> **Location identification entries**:
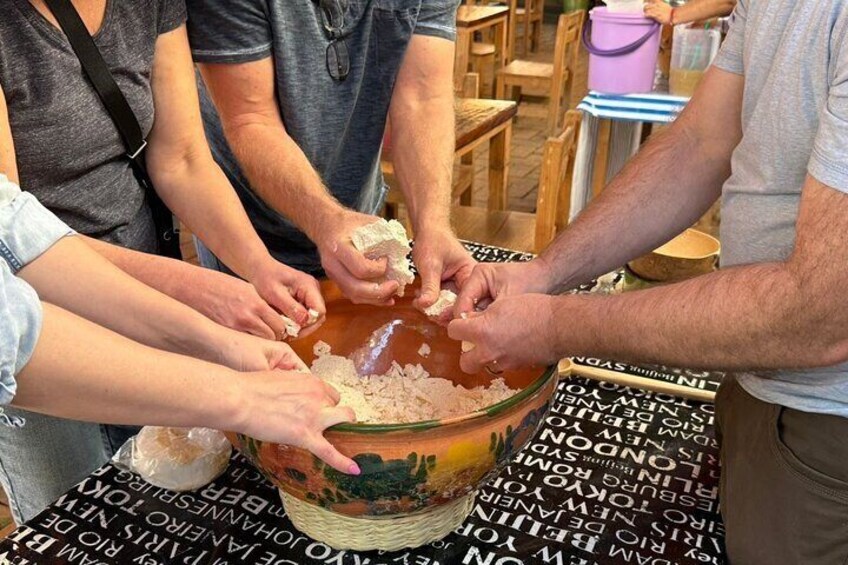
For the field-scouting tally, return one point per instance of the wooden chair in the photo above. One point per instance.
(556, 78)
(463, 172)
(530, 17)
(525, 231)
(483, 52)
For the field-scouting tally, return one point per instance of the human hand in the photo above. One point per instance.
(293, 409)
(232, 303)
(514, 332)
(244, 353)
(359, 278)
(439, 256)
(290, 291)
(659, 11)
(491, 281)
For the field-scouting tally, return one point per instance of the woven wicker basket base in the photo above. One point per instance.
(385, 533)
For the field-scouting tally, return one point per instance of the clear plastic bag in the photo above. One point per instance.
(178, 459)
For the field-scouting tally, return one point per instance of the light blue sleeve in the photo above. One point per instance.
(20, 326)
(829, 161)
(731, 56)
(27, 230)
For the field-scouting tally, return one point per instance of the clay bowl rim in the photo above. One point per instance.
(552, 371)
(489, 411)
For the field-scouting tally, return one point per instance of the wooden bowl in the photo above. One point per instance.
(419, 477)
(690, 254)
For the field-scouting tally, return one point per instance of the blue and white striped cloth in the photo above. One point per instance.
(654, 108)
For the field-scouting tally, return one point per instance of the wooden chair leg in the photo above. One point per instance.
(537, 35)
(500, 87)
(467, 197)
(516, 94)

> **PROMPT**: Revise the data above so that every "field-scouting tally" becomes "site-survey count", with everything else kept the same. Omit the pictures from your answer.

> **ANSWER**:
For the site-survey count, return one point per instance of the wooden chair in the photo above. One point per instance.
(556, 78)
(463, 172)
(530, 17)
(525, 231)
(483, 52)
For the site-survey count, return one point per instance of the human hand in the photo above. One point per instance.
(293, 409)
(232, 303)
(514, 332)
(244, 353)
(359, 278)
(439, 256)
(290, 291)
(659, 11)
(491, 281)
For the site-survey count, return one point per instance of the woven wicker basket base in the photo above. One point per instance.
(385, 533)
For the site-survey count, return one point per instance of the clear plastic bag in the photo above. One point per instance.
(178, 459)
For the site-survey count, return one point per instance of the light blue sleeve in the photo above. One point per instance.
(20, 326)
(829, 161)
(731, 56)
(27, 230)
For the site-survey count, return one point per instance of the clay bowl rim in the photo above. One point per instance.
(552, 371)
(489, 411)
For the site-survey count, return one point per instance of the wooden bowl in the photo above. One point per instance.
(419, 477)
(690, 254)
For the site-survey count, return one point per instance of the blue and white striped cloth in the photo above. One point per instance.
(654, 108)
For the site-survey count, return one point per instance of the wooden chair leg in the photo above. One point per instance.
(537, 35)
(500, 87)
(467, 197)
(516, 94)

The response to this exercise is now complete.